*EXTRACT TO READ*

▼

I am trying to read a gtf file and then edit it (using subprocess, grep and awk) before loading into pandas.
I have a file name that has header info (indicated by #
), so I need to grep that and remove it first. I can do it in python but I want to introduce grep
into my pipeline to make processing more efficient.
I tried doing:
import subprocess
from io import StringIO
gtf_file = open('chr2_only.gtf', 'r').read()
gtf_update = subprocess.Popen(["grep '^#' " + StringIO(gtf_file)], shell=True)
and
gtf_update = subprocess.Popen(["grep '^#' " + gtf_file], shell=True)
Both of these codes throw an error, for the 1st attempt it was:
Traceback (most recent call last):
File "/home/everestial007/PycharmProjects/stitcher/pHASE-Stitcher-Markov/markov_final_test/phase_to_vcf.py", line 39, in <module> gtf_update = subprocess.Popen(["grep '^#' " + StringIO(gtf_file)], shell=True)
TypeError: Can't convert '_io.StringIO' object to str implicitly
However, if I specify the filename directly it works:
gtf_update = subprocess.Popen(["grep '^#' chr2_only.gtf"], shell=True)

▲

*EXCERPTED RECORDS*
▼

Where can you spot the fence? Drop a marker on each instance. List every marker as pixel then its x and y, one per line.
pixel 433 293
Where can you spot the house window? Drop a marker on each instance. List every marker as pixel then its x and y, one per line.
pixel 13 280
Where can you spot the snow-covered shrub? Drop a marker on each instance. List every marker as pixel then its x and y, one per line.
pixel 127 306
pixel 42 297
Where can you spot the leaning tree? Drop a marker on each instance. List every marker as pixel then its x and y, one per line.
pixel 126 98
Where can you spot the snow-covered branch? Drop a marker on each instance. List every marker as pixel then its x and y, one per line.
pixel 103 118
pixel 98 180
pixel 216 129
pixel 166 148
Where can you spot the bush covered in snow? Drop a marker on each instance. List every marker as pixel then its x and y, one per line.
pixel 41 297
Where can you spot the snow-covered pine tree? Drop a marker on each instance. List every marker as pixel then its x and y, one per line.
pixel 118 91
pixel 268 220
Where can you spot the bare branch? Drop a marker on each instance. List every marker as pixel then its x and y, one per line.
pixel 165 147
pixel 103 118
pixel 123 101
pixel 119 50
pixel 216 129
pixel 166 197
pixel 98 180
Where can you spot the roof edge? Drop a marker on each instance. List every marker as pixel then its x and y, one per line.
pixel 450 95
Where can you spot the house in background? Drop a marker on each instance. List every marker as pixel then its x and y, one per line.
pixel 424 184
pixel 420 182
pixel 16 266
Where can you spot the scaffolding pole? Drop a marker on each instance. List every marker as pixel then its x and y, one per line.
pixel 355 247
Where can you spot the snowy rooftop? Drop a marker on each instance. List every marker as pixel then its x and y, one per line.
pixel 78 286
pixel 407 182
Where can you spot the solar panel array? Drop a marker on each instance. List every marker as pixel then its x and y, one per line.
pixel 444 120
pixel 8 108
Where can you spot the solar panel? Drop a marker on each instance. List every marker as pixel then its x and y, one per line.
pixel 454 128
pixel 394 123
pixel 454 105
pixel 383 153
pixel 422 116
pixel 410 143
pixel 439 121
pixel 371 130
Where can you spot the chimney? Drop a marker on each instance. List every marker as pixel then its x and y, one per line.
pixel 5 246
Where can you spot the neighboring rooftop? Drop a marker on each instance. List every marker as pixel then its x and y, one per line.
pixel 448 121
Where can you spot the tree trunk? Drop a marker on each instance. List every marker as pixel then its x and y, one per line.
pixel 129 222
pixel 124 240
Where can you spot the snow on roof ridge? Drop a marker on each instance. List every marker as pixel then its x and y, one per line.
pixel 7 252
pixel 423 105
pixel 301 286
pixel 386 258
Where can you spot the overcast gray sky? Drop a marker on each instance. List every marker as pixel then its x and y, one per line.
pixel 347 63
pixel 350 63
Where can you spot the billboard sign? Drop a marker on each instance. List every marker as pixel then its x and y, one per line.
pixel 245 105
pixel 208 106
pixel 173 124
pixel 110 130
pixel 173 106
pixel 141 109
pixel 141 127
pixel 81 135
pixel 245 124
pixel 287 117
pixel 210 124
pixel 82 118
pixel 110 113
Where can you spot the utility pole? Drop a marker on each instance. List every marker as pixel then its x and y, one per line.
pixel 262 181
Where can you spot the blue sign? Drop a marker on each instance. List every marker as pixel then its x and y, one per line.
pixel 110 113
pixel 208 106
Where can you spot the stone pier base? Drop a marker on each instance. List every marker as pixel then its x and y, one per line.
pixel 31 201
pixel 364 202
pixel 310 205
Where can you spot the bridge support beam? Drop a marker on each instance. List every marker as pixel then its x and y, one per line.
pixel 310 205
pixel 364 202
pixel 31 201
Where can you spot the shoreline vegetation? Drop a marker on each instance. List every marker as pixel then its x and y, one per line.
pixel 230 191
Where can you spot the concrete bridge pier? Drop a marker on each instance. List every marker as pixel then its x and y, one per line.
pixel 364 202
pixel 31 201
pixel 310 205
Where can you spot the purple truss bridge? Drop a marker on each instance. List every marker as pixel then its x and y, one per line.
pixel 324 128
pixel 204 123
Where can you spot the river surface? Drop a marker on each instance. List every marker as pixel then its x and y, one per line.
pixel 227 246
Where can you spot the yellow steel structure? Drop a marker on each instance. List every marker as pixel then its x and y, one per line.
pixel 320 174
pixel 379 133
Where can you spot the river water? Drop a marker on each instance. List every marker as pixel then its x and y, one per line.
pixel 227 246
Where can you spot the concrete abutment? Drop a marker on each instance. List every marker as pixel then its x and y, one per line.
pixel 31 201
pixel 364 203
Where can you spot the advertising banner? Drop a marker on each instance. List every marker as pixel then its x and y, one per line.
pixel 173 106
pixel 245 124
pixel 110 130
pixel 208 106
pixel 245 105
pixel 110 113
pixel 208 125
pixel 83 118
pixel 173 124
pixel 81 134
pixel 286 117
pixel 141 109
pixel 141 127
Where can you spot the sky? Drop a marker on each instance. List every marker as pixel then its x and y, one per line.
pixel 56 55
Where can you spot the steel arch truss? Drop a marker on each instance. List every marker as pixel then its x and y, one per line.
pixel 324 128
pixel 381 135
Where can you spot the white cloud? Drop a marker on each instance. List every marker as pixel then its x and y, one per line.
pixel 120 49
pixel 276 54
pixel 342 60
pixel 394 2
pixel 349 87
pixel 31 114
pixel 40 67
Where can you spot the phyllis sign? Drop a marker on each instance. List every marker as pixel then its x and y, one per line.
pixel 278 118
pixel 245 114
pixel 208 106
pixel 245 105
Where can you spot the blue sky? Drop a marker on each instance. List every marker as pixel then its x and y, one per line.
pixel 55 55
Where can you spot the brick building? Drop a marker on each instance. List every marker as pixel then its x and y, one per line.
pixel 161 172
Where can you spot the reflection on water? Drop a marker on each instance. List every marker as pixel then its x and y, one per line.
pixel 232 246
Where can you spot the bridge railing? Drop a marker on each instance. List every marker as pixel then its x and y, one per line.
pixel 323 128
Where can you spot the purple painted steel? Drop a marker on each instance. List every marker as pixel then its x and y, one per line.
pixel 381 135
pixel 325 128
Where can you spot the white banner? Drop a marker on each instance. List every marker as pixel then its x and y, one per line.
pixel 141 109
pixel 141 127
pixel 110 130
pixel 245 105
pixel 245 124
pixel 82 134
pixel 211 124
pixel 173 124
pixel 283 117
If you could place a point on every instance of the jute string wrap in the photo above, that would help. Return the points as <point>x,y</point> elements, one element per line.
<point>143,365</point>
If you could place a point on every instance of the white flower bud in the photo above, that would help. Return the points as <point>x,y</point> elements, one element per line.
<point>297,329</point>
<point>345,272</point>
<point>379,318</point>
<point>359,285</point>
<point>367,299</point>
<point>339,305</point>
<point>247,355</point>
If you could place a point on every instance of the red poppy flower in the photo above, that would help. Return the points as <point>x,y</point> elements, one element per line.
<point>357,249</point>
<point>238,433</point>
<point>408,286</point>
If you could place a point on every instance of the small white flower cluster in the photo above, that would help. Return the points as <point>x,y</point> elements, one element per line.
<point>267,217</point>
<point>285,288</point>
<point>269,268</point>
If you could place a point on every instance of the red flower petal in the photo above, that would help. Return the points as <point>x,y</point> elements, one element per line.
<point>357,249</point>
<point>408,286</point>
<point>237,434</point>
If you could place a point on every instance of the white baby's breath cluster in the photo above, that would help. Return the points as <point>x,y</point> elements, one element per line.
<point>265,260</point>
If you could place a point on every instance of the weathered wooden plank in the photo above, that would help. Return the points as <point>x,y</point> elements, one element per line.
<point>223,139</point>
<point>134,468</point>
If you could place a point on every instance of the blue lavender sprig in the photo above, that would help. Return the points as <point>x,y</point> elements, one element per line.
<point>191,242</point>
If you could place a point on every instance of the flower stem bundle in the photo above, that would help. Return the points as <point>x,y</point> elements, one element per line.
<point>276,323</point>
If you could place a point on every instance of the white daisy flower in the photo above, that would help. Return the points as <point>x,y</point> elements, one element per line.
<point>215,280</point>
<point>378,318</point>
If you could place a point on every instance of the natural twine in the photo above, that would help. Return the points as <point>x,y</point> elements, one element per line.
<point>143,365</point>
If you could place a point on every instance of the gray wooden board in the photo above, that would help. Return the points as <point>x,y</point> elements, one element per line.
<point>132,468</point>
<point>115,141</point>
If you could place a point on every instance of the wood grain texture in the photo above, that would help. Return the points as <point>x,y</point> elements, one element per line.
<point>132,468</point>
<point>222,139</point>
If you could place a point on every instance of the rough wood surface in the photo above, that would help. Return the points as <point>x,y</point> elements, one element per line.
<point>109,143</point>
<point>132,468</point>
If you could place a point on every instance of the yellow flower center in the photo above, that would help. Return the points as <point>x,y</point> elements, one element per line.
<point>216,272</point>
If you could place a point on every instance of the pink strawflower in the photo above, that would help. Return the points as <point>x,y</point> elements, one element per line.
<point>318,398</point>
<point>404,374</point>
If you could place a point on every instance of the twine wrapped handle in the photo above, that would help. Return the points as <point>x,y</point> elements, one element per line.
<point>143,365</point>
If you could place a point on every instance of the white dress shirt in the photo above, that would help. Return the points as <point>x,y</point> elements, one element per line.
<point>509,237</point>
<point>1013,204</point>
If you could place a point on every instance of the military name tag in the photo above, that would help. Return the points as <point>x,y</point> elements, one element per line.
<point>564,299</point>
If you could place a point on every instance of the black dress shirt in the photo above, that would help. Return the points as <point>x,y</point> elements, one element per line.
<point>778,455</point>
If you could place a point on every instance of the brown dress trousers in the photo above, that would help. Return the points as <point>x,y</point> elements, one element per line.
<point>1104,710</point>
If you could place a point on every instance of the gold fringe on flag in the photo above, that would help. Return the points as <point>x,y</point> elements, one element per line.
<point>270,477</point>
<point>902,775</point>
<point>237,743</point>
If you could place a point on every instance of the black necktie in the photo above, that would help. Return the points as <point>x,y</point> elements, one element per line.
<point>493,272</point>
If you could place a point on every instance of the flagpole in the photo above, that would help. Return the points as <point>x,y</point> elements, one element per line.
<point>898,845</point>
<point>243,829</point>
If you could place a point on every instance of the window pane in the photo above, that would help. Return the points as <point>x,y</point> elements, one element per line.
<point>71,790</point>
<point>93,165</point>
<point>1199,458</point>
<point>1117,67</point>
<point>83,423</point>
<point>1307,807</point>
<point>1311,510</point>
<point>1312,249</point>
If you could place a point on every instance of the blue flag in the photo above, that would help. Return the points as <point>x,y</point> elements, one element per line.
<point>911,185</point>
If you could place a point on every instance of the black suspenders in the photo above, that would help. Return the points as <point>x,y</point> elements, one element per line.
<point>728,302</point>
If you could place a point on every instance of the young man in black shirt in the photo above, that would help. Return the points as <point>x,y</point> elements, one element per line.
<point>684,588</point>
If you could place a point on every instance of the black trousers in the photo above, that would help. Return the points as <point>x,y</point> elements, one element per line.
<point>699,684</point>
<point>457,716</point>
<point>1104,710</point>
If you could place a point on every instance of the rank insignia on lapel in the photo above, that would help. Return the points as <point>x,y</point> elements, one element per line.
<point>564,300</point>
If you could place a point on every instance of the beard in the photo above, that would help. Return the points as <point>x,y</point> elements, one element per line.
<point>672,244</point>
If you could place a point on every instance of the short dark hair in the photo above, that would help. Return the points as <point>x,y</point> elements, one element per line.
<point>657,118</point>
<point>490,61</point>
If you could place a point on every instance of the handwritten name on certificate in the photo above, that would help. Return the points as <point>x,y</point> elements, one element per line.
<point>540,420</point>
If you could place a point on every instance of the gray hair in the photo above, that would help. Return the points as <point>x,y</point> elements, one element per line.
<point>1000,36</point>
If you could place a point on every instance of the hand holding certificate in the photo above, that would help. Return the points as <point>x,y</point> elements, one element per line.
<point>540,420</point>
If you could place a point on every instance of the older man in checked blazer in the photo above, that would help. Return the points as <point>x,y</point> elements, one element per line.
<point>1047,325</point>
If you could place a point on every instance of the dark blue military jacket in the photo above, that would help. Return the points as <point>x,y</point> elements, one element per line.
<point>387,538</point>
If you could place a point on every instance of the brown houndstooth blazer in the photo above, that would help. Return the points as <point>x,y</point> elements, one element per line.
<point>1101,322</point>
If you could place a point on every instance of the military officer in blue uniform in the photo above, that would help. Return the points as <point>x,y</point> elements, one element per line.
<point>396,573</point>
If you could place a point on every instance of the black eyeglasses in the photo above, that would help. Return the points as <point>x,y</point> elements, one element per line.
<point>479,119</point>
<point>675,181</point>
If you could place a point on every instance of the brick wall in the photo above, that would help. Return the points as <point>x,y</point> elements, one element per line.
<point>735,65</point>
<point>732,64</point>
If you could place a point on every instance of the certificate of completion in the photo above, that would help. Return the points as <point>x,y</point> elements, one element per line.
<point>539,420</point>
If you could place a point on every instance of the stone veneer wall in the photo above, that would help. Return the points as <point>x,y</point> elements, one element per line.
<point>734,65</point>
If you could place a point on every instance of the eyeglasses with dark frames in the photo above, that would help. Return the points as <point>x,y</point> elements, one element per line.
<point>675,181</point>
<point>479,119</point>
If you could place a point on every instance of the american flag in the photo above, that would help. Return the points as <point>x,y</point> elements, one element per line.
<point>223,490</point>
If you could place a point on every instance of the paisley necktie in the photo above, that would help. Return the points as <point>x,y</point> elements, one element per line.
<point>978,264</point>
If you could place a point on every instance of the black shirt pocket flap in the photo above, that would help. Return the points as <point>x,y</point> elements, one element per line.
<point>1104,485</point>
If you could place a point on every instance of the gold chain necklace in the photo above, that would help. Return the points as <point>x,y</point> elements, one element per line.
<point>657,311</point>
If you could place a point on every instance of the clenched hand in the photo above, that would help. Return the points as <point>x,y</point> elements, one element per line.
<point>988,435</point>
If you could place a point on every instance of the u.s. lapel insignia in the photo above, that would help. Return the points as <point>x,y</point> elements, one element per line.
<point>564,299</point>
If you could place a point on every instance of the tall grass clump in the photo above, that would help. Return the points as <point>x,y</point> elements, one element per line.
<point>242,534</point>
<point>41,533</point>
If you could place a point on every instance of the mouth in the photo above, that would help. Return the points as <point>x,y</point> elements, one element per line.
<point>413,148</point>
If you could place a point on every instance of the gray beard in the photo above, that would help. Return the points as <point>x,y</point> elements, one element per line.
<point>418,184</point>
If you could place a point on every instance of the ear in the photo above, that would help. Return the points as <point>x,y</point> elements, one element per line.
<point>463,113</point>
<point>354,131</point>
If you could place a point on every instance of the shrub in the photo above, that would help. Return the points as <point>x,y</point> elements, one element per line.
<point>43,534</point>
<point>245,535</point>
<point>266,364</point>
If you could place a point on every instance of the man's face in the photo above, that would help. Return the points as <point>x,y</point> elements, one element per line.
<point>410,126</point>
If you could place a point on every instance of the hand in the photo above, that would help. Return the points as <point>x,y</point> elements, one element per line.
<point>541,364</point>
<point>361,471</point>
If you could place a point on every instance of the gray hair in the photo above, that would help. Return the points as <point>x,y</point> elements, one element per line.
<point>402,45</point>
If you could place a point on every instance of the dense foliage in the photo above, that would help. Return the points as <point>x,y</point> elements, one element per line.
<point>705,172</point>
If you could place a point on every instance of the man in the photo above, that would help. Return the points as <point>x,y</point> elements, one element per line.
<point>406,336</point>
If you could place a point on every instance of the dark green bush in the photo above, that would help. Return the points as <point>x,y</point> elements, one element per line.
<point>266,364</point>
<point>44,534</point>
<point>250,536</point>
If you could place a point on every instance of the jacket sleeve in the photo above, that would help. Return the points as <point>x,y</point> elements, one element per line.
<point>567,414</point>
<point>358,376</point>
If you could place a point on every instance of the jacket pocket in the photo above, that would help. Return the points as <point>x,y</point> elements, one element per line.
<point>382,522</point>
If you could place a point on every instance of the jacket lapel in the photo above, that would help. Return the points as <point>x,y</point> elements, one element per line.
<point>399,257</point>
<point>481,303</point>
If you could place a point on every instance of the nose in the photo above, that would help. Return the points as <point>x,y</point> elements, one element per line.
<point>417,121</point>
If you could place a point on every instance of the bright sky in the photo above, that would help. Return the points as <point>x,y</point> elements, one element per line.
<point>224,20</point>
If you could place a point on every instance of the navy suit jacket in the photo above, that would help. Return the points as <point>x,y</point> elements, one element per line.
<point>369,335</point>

▲

*BRIEF*
Return verbatim the part of the gtf post that opens with the words containing "I have a file" and closes with "gtf_file = open('chr2_only.gtf', 'r').read()". Rely only on the gtf post, not on the data.

*SOLUTION TO THIS TASK*
I have a file name that has header info (indicated by #
), so I need to grep that and remove it first. I can do it in python but I want to introduce grep
into my pipeline to make processing more efficient.
I tried doing:
import subprocess
from io import StringIO
gtf_file = open('chr2_only.gtf', 'r').read()